**THE PROBLEM**
Gather every line in the items below that contains the word "pink". Case counts.

** Start of RECORDS TO PROCESS **

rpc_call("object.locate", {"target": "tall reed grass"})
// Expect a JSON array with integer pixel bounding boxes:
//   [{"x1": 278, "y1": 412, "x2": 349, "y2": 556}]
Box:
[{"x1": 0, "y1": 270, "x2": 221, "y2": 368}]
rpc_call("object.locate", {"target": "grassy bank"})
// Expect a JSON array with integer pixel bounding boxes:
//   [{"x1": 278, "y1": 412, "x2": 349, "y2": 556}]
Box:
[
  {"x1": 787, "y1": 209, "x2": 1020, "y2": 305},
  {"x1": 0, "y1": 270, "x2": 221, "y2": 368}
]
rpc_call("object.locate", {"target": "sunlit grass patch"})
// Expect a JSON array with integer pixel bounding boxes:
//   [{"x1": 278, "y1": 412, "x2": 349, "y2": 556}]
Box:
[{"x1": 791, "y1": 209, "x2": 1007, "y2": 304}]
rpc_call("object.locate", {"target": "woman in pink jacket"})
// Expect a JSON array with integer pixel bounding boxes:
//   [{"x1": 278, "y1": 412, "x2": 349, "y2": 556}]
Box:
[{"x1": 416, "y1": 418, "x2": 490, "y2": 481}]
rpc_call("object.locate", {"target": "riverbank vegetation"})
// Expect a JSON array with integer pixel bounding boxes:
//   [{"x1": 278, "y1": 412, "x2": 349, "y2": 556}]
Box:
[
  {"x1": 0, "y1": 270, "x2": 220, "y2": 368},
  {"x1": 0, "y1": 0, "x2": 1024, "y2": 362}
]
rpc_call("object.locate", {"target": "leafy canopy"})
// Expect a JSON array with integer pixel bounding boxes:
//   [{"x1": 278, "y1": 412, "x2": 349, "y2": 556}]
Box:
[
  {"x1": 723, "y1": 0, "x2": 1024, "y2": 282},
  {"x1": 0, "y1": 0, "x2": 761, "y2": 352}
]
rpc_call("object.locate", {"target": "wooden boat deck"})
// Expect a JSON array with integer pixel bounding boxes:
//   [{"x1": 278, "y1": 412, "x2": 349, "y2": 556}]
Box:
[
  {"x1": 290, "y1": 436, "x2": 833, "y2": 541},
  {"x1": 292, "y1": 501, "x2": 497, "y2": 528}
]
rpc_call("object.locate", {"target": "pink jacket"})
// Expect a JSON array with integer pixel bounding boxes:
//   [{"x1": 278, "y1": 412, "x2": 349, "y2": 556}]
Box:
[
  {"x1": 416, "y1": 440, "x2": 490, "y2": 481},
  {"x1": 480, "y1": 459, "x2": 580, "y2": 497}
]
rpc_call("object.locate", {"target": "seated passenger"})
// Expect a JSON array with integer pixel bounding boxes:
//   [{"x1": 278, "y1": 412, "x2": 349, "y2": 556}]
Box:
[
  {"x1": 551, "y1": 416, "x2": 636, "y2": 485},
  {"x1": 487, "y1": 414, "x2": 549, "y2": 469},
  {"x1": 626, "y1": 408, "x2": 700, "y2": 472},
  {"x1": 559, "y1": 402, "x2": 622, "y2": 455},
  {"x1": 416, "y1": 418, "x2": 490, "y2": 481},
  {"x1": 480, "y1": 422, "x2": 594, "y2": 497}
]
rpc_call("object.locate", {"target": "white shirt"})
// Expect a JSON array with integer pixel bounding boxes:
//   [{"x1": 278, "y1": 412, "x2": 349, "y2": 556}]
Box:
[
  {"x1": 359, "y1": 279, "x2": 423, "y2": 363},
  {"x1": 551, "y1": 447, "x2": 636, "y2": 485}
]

** End of RECORDS TO PROCESS **

**TASK OUTPUT**
rpc_call("object.locate", {"target": "woman in pink jacket"})
rpc_call("object.locate", {"target": "pink jacket"})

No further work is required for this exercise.